Region labeling records
════════════════════

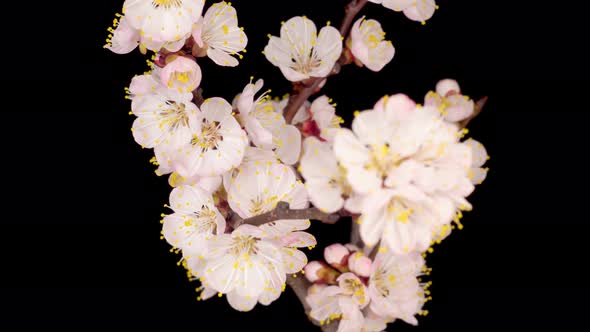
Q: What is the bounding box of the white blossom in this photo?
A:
[264,16,342,82]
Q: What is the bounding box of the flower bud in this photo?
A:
[160,56,202,92]
[436,78,461,97]
[348,252,372,278]
[303,261,324,282]
[324,243,350,270]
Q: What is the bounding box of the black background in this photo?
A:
[0,0,590,331]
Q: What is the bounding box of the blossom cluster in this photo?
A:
[105,0,488,332]
[305,243,431,332]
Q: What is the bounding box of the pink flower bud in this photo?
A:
[160,56,201,92]
[324,243,350,270]
[303,261,324,282]
[436,78,461,97]
[348,252,372,277]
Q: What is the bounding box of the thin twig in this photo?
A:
[287,275,311,316]
[340,0,368,36]
[459,96,488,128]
[284,0,368,123]
[193,88,205,107]
[234,202,340,227]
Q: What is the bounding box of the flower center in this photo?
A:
[191,119,223,150]
[250,196,278,216]
[160,101,188,131]
[330,164,352,196]
[184,206,217,234]
[365,143,403,178]
[387,198,414,224]
[168,71,191,86]
[230,235,258,256]
[343,279,365,305]
[293,56,321,74]
[371,269,395,297]
[152,0,182,9]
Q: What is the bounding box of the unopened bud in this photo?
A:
[303,261,324,282]
[348,252,372,278]
[436,78,461,97]
[324,243,350,271]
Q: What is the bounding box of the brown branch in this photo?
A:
[287,275,311,316]
[287,275,338,332]
[193,88,205,107]
[284,0,368,123]
[459,96,488,128]
[340,0,369,37]
[234,202,340,227]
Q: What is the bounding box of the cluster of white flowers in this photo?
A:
[105,0,487,332]
[305,243,431,332]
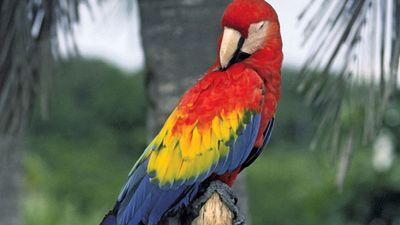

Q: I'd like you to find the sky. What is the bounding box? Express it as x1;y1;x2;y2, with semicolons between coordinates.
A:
59;0;309;71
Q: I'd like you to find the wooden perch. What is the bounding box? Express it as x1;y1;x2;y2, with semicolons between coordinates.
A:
192;192;234;225
158;186;245;225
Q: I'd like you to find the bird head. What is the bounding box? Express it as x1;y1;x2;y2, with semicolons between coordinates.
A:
219;0;281;70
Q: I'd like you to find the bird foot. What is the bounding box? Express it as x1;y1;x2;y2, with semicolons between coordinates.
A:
188;180;246;225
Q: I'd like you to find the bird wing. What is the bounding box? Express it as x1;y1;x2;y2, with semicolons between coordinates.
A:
117;66;264;224
144;69;263;189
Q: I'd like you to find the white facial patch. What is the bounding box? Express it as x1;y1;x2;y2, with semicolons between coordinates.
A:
242;21;269;54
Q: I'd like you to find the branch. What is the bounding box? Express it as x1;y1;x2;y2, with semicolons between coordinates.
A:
192;192;234;225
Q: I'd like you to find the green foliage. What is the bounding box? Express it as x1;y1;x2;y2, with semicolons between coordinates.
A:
248;146;400;225
24;59;400;225
25;60;146;225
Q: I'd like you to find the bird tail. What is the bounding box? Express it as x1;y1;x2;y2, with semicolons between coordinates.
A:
100;210;117;225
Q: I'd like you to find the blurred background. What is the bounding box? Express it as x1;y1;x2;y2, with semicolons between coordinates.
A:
0;0;400;225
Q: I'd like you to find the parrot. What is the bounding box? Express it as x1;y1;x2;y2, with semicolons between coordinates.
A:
100;0;283;225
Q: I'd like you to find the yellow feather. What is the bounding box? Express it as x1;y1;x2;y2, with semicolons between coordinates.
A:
220;119;231;141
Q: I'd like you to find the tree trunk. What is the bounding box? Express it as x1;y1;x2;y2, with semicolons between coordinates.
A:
139;0;247;222
192;192;234;225
0;0;52;225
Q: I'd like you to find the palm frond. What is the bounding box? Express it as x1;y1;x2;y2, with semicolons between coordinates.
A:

════════════════════

JOB:
Copy every row above word for word, leaving out the pictures.

ANSWER TO THIS EXERCISE:
Q: What is the bounding box of the white blossom in this photo?
A:
[264,16,342,82]
Q: What is the bounding box of the flower bud in this photo?
A:
[160,56,202,92]
[436,78,461,97]
[348,252,372,278]
[303,261,324,282]
[324,243,350,270]
Q: What is the bounding box of the black background in this photo?
A:
[0,0,590,331]
Q: What is the bounding box of the blossom cluster in this photo?
A:
[105,0,488,332]
[305,243,431,332]
Q: What is the bounding box of the pink flower bud in this photo?
A:
[160,56,201,92]
[324,243,350,270]
[303,261,324,282]
[436,78,461,97]
[348,252,372,277]
Q: What is the bounding box of the thin twig in this photo?
A:
[287,275,311,316]
[340,0,368,36]
[459,96,488,128]
[284,0,368,123]
[193,88,205,107]
[234,202,340,227]
Q: What is the bounding box of the flower center in this photo?
A:
[191,119,223,150]
[250,196,278,216]
[160,101,188,131]
[330,164,352,196]
[184,206,217,234]
[365,143,403,178]
[387,198,414,224]
[168,71,191,86]
[230,235,258,256]
[343,279,365,305]
[293,56,321,74]
[371,269,395,297]
[152,0,182,9]
Q: What is the bounding box of the unopened bud in this photo?
A:
[303,261,324,282]
[348,252,372,278]
[436,78,461,97]
[324,243,350,271]
Q: What is the bounding box of the brown branch in this photo?
A:
[287,275,311,316]
[287,275,338,332]
[193,88,205,107]
[284,0,368,123]
[459,96,488,128]
[340,0,369,37]
[234,202,340,227]
Q: What is the bounding box of the cluster of white flowers in this photo?
A:
[105,0,487,332]
[305,243,431,332]

Q: I'd like you to find the sky. What is the bounding box? Express it as x1;y1;x2;y2, with semicolons between coordinates.
A:
59;0;309;71
Q: I'd like you to find the wooden perch. What is the bounding box? Express it as x1;y1;x2;y2, with semicolons between coordinates.
A:
192;192;234;225
158;186;245;225
Q: I'd like you to find the bird head. What is the bounding box? Express it as x1;y1;x2;y2, with semicolons between coordinates.
A:
219;0;281;70
Q: I'd like you to find the bird foot. What is the bounding box? Express it as x1;y1;x2;y2, with semicolons between coordinates.
A:
188;180;246;225
Q: I'd like you to find the bird wing. What is the bounding box? Express it as x1;y1;x2;y2, with semicolons between coordinates.
A:
117;66;264;224
144;69;263;189
Q: I'd like you to find the white facial patch. What is the bounding box? Express it as x1;y1;x2;y2, with semicolons between coordinates.
A:
242;21;269;54
Q: I'd like you to find the branch. What is the bounding box? Express it as x1;y1;x2;y2, with semicolons between coordinates.
A:
192;192;234;225
Q: I'd like you to find the green foliage. What is the bounding box? Express it as x1;y1;x2;y2, with semicolons between coordinates.
A:
248;146;400;225
24;59;400;225
25;60;146;225
Q: I'd like you to find the bird tail. What is the bounding box? Express it as x1;y1;x2;y2, with semicolons between coordinates.
A:
100;210;117;225
Q: I'd like you to find the blurred background. What is the bounding box? Express it as x1;y1;x2;y2, with semicolons between coordinates.
A:
0;0;400;225
Q: I'd like you to find the parrot. What is the bounding box? Express it as x1;y1;x2;y2, with semicolons between coordinates.
A:
100;0;283;225
Q: I'd like you to find the yellow feather. What is the bounding box? Express it as x1;y1;x2;y2, with semicolons between coordinates.
A:
220;119;231;141
Q: I'd like you to find the tree trunk. What is the bounding box? Express it as x1;y1;x2;y2, with semicolons between coordinates.
A:
139;0;247;222
192;192;234;225
0;0;52;225
Q: I'd like you to find the palm frond. What is the bounding box? Express it as x1;y1;x2;y2, with semicolons between coordinates.
A:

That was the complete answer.